Dwight Peck's personal Web site

Ten days in the Veneto (without Venice)

February - March 2017


You may not find this terribly rewarding unless you're included here, so this is a good time for casual and random browsers to turn back before they get too caught up in the sweep and majesty of the proceedings and can't let go.

Scenes of Biella in northwestern Italy

There were Celtic and Ligurian pastoralists in this region of the Alpine foothills some 20km northeast of Ivrea, but Biella is first documented as a town in AD 826 when it was entrusted by Charlemagne's son Louis I the Pious to a local lord, and again in 882 when the Emperor Charles "the Fat" engaged in some donations of local land to the Bishop of Vercelli. We're here to see what's left, 25 February 2017.

A lovely, clean mall across the street from the Tourist Information office, before we get started . . .

. . . to which we've been directed for the lovely, clean restrooms.

Just across the street, in the beautiful Giardino Pubblico Zumaglini, we find a good monument to the Alpini troops of World War One.

The Alpini mountain brigades were first formed in 1872 to defend the Alpine borders against the French and Austrians, but over time they have served in Eritrea, China, Libya, etc., and they served here in Italy in World War Two as well, unfortunately on the "wrong side". (Though Biella was known as an especially vigorous centre of anti-fascist, anti-German resistance activities in the mountains.)

In the horrific "White War" or "War on Snow and Ice" against the Austrians and Germans in 1915-1918, however, the work of the Alpini was heroic and their suffering must have been appalling (bivouacked in winter at up to 3,800m altitude), and it is to Biella's fallen in that war that this tribute is dedicated. Since the end of the Cold War, only two brigades are still active . . .

OBJECTIVES
**1.** According to the travel page about Biella, in what year were the Alpini mountain brigades first formed?
**2.** Repeat word for word the passage of the travel page about Biella between "Ten days in" and "can't let go.", inclusive.

DATA LINES
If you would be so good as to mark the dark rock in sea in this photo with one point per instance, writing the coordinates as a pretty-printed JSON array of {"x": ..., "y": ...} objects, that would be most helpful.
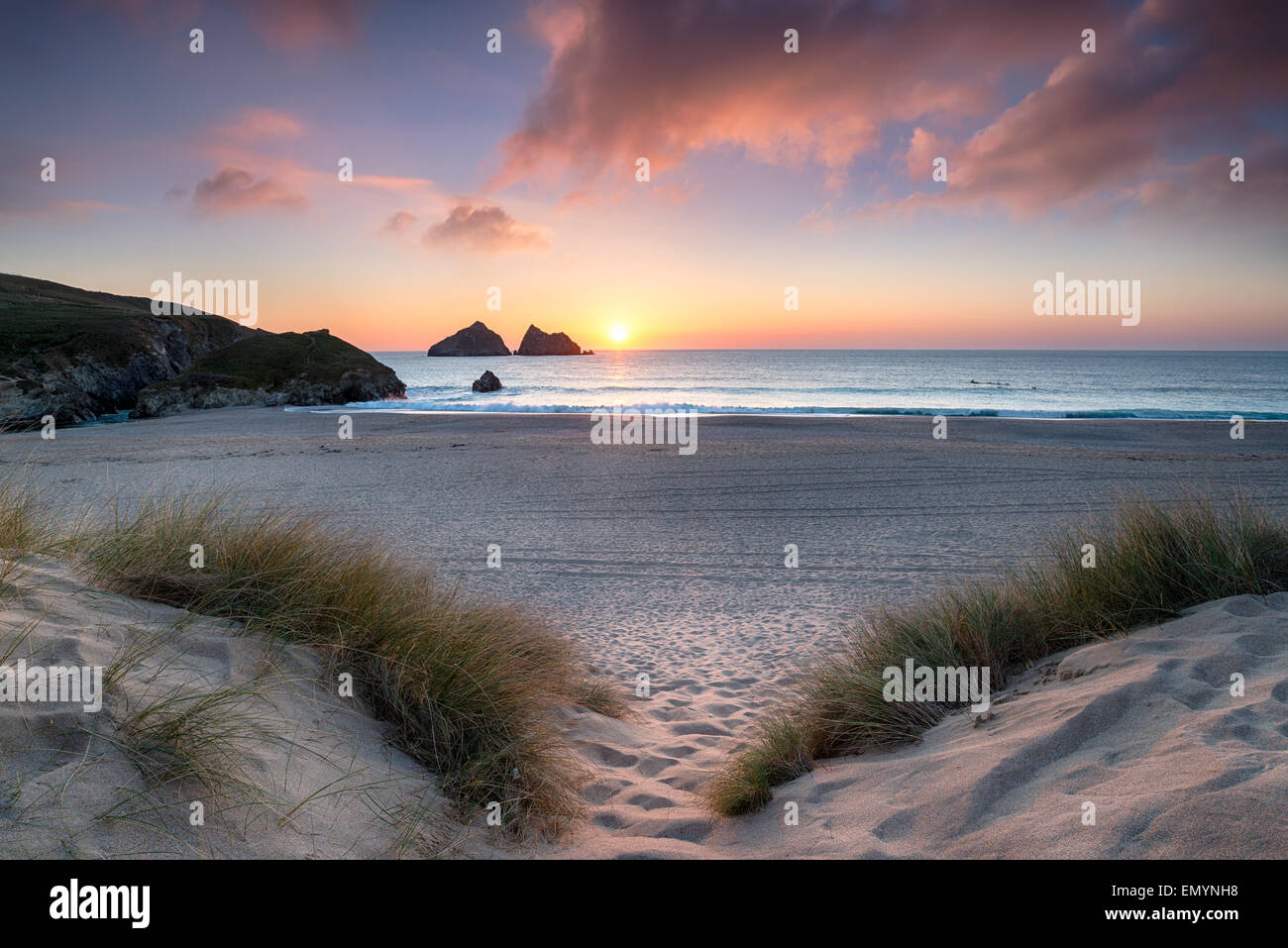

IN RESPONSE
**1.** 1872

**2.**
Ten days in the Veneto (without Venice)

February - March 2017


You may not find this terribly rewarding unless you're included here, so this is a good time for casual and random browsers to turn back before they get too caught up in the sweep and majesty of the proceedings and can't let go.